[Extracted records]

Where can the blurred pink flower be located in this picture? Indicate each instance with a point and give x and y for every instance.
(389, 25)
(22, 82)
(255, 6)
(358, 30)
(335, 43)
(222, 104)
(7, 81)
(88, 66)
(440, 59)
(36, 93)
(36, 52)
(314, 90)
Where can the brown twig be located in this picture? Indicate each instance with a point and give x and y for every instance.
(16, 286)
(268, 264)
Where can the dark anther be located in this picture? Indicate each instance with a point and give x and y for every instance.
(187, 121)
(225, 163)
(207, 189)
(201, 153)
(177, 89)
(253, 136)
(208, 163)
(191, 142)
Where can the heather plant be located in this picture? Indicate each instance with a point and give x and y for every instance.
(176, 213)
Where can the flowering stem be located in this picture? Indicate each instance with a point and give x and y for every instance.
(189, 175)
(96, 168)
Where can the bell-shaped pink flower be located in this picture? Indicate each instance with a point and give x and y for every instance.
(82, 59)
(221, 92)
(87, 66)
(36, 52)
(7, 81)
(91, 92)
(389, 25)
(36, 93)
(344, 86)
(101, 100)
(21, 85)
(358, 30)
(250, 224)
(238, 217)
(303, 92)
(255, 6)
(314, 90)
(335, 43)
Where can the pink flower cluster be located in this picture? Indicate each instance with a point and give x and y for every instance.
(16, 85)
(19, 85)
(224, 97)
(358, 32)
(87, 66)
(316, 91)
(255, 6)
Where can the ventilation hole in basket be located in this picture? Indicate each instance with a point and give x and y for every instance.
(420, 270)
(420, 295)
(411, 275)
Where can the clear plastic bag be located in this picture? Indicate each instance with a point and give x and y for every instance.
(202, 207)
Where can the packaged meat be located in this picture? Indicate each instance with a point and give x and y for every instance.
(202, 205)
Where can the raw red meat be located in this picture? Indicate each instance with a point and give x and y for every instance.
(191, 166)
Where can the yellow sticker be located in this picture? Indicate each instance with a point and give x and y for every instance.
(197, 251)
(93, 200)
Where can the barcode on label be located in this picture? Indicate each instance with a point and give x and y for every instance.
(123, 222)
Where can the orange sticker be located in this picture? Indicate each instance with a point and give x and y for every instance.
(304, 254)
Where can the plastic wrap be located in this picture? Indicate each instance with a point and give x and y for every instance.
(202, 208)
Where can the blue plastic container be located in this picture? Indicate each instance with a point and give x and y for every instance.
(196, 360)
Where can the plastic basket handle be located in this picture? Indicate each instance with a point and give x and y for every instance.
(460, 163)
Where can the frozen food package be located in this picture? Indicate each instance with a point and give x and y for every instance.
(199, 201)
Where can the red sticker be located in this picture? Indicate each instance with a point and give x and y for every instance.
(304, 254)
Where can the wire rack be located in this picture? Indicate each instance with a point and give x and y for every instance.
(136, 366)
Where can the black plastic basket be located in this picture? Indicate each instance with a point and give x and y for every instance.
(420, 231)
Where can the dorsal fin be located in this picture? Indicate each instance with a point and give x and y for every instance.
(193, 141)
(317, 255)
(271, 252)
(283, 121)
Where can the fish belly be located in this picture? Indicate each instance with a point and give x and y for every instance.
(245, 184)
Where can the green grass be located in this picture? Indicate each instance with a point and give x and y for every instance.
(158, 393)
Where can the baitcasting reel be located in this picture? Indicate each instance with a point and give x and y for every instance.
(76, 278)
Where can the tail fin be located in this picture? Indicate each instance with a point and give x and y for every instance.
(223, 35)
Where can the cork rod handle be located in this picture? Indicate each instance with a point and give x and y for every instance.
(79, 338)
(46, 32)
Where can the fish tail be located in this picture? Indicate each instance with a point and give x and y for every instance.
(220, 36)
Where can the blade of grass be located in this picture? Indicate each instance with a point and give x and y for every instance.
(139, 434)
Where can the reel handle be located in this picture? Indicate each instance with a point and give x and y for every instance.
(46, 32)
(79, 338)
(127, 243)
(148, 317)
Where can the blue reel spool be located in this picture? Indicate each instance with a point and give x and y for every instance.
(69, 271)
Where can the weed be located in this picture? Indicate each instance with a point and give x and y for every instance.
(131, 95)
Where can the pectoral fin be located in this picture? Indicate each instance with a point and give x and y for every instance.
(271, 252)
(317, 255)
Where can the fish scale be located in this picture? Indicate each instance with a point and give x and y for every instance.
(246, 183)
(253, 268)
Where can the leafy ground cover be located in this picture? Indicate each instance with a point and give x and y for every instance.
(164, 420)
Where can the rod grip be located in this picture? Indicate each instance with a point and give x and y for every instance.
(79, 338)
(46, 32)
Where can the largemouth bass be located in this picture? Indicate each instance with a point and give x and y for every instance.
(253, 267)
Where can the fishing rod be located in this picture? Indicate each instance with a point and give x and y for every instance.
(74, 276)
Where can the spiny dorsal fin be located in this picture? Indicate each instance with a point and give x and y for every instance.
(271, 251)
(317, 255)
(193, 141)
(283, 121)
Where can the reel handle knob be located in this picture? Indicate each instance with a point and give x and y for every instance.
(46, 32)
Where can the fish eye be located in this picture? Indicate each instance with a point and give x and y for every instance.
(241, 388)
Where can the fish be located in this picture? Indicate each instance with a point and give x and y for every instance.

• Requirement
Quote verbatim the line containing "Where can the fish eye" and every line after it through the end of the records above.

• Answer space
Where can the fish eye be located in this picture? Indicate each instance with a point and give x and y for every instance.
(241, 388)
Where can the fish be located in this picture? Indicate each instance with a point and give x and y for every instance.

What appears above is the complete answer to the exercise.